**Set exercise**
Carry on the essay about food choices and the hokey-pokey, picking up right after its last sentence.

**Text shown**
********************

You put your left foot in

You put your right foot out

You put your left foot in

And you shake it all about

You grab yourself a partner and you turn yourself about

That’s what it’s all about!

Anybody remember the hokey-pokey dance? Always fun, even the confusing parts that should not have been but were, in the silly way of these song-and-dance routines.

What to eat. Why to eat it. Who does it affect, this seemingly not-all-that-important-decision made three or four or five times a day.

These are questions that run through every thoughtful person’s mind – some more, some less.

What a luxury of questions they are too – when one stops to consider that many people in the world can only ask themselves one question regarding their food: Where can I get enough of any sort to survive and thrive?

I haven’t come up with my own clear-cut food philosophy when it come to the (big? small?) questions of what I should eat. Like many others I know, I do the hokey-pokey. One day at a time, sorting and sifting the masses of information surging over the information superhighway, hoping that what I read is true enough to lead me down the right paths.

********************

(Extracted data entries)
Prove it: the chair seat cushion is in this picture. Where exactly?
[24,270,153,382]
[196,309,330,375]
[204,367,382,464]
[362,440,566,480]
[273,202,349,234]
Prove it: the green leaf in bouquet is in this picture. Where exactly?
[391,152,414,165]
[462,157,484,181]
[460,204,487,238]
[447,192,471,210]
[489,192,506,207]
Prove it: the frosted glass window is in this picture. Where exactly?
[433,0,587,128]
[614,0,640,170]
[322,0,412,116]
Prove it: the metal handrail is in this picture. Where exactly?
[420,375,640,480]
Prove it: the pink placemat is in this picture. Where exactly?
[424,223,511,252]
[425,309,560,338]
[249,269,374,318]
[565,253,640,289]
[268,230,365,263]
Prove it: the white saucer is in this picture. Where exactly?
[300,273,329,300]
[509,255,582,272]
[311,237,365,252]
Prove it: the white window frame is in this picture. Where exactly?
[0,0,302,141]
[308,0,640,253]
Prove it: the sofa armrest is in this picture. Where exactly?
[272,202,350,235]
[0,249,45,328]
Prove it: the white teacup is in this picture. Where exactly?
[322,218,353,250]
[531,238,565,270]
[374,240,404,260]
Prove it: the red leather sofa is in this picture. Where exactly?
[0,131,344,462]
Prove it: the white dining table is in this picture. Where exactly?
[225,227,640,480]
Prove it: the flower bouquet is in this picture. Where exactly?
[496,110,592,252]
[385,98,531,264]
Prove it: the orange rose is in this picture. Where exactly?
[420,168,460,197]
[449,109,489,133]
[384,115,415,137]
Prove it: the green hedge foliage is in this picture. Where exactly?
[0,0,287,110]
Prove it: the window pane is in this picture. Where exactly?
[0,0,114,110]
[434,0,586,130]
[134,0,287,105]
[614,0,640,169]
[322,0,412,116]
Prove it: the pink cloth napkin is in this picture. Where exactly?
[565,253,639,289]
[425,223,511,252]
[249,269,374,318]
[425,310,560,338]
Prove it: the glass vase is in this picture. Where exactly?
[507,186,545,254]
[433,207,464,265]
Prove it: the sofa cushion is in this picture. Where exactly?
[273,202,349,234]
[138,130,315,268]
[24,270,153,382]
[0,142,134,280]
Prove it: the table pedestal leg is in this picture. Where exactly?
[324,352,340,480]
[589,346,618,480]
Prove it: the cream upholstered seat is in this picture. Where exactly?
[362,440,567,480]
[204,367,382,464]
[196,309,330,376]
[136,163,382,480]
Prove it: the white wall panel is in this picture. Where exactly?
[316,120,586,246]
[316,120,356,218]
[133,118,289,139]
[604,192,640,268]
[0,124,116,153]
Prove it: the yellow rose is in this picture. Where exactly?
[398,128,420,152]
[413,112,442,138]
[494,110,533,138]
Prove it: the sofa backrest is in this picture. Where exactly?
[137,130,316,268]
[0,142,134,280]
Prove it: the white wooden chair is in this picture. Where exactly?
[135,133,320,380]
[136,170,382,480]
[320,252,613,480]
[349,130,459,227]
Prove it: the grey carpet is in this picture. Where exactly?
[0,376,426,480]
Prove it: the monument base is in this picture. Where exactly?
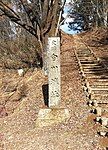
[36,108,70,127]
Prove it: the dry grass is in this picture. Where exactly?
[80,27,108,47]
[0,37,41,69]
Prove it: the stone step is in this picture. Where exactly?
[83,67,105,72]
[89,84,108,89]
[80,60,99,65]
[79,57,96,62]
[85,78,108,82]
[82,63,102,68]
[89,93,108,103]
[77,53,94,58]
[85,74,108,81]
[82,64,105,69]
[84,70,108,76]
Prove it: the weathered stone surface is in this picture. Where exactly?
[36,108,70,127]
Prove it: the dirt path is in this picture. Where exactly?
[0,34,104,150]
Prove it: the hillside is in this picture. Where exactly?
[0,29,108,150]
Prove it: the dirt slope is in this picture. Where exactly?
[0,34,103,150]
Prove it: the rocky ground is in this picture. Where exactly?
[0,31,107,150]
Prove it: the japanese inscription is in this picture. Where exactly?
[48,37,61,107]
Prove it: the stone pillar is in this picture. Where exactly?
[47,37,61,107]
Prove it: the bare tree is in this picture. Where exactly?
[0,0,66,59]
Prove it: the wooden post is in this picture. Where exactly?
[47,37,61,107]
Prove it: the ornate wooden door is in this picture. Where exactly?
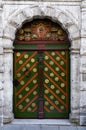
[14,20,70,119]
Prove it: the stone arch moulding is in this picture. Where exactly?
[3,5,80,123]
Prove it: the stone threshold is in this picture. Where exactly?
[11,119,72,126]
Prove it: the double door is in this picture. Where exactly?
[14,49,70,119]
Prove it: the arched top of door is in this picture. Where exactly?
[14,19,70,48]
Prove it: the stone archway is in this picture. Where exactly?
[3,5,80,122]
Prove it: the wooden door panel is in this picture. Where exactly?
[14,51,38,118]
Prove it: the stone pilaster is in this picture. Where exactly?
[80,0,86,125]
[3,39,13,123]
[70,49,80,124]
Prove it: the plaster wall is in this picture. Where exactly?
[0,0,86,125]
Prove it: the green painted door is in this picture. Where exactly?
[13,19,70,119]
[14,50,70,118]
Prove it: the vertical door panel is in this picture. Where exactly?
[14,51,38,118]
[44,51,69,118]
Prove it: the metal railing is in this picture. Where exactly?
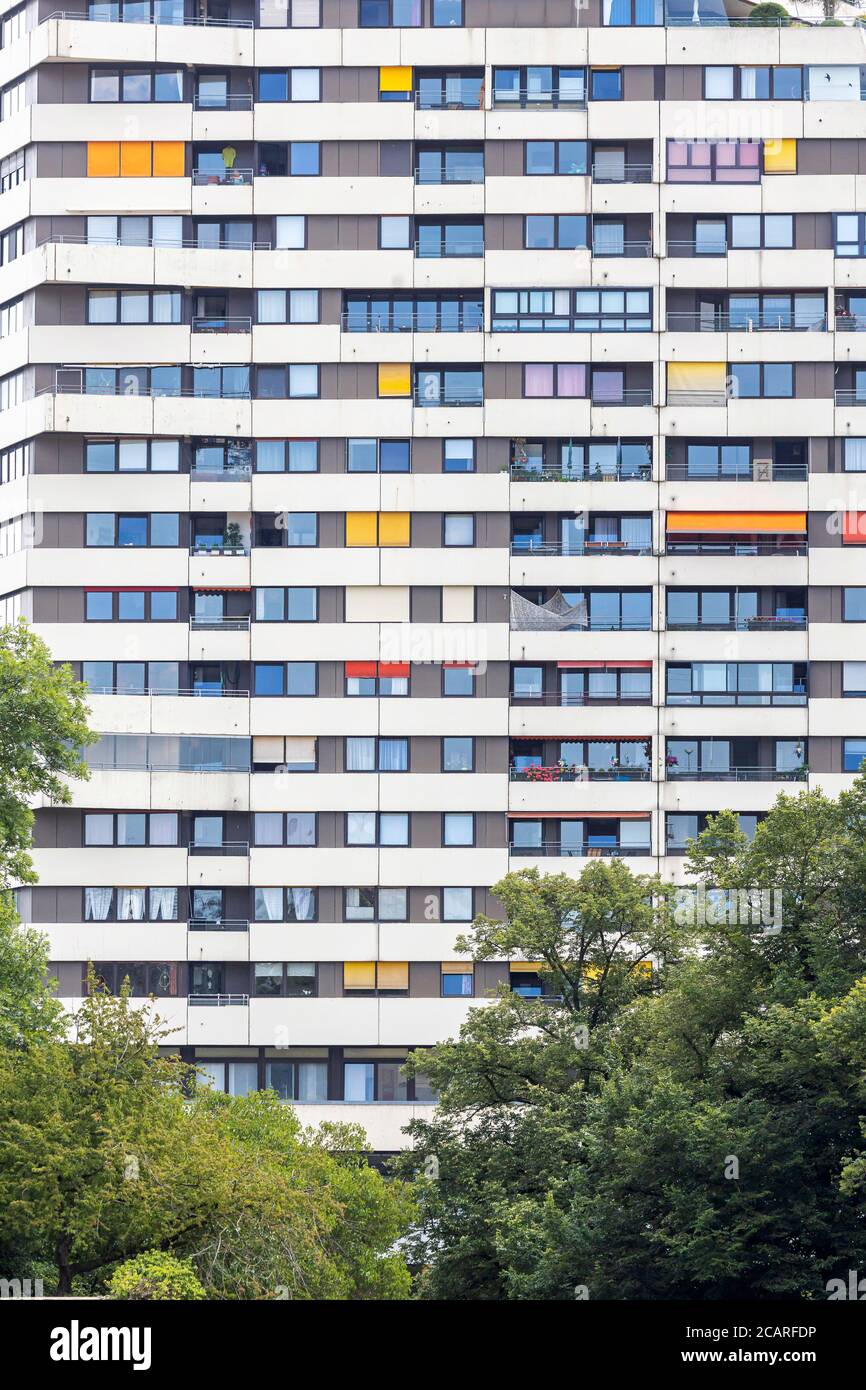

********************

**Final answer**
One writer I trust to give me accurate and useful information and ideas is the historian Felipe Fernandez-Armesto. In a compelling article in the Times-Online yesterday his essay begins:

The State exists to feed people. Politicians proclaim defence or law and order or social issues or wealth creation or health as their priority. But without food, nothing else matters. For most of history, leaders were those who knew how to get it – sometimes by hunting prowess, sometimes by means of a gift for commanding herds, sometimes by naked power, forcing subjects to work in the fields and dig ditches, and sometimes by mediating with the gods or spirits of nature.